[Dataset excerpts]
◆ ◆ ◆ ◆
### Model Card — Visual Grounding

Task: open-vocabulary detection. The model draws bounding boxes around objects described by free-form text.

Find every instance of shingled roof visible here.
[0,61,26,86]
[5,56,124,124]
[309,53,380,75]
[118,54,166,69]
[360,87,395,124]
◆ ◆ ◆ ◆
• Task prompt: Restate the records exactly. Leave nothing out.

• Answer box:
### Model Card — Visual Grounding

Task: open-vocabulary detection. The model draws bounding boxes around objects described by free-form text.

Find every instance of shingled roof visible here.
[0,61,26,86]
[5,56,124,124]
[309,53,380,75]
[118,54,166,69]
[360,87,395,124]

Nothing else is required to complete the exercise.